■ Exercise description
Check every line of the data and copy the ones where "instance" appears.

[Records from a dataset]

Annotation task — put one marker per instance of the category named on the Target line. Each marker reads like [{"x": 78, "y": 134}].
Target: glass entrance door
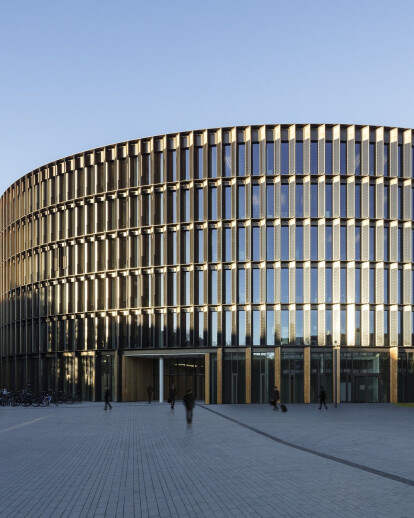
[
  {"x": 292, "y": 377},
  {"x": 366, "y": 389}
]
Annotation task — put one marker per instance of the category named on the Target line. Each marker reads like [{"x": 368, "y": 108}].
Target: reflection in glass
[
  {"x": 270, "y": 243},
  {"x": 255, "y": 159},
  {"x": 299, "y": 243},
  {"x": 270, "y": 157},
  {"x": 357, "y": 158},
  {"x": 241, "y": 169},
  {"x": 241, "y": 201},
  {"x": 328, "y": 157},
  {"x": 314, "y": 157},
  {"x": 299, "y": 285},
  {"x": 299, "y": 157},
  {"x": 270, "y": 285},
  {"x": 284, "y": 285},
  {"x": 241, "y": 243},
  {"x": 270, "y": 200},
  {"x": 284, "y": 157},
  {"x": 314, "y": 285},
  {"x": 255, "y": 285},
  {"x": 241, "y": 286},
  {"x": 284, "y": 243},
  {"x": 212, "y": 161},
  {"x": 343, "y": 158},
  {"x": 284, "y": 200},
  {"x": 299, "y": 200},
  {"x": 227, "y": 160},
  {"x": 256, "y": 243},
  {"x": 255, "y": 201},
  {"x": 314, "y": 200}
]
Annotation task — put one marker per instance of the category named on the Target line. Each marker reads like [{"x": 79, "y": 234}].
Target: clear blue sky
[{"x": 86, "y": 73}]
---
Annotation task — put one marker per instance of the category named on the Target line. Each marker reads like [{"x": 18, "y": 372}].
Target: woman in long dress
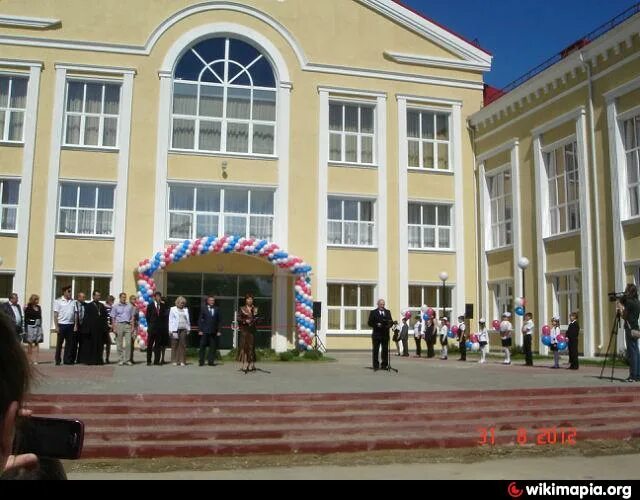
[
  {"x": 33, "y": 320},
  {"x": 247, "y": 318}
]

■ Task response
Annotation task — put one marker per instance of the category named on the Target line. Each marker reads like [{"x": 78, "y": 134}].
Annotation task — put one marker per instance of the category named on the Target line. Each marker reads like [{"x": 368, "y": 108}].
Annotation task — put one marker per instance of the category named on the Target line. Each marker reads like [{"x": 79, "y": 234}].
Annotation task — put one marker per instance of the category named on the Target line. Each marker reads like [{"x": 18, "y": 372}].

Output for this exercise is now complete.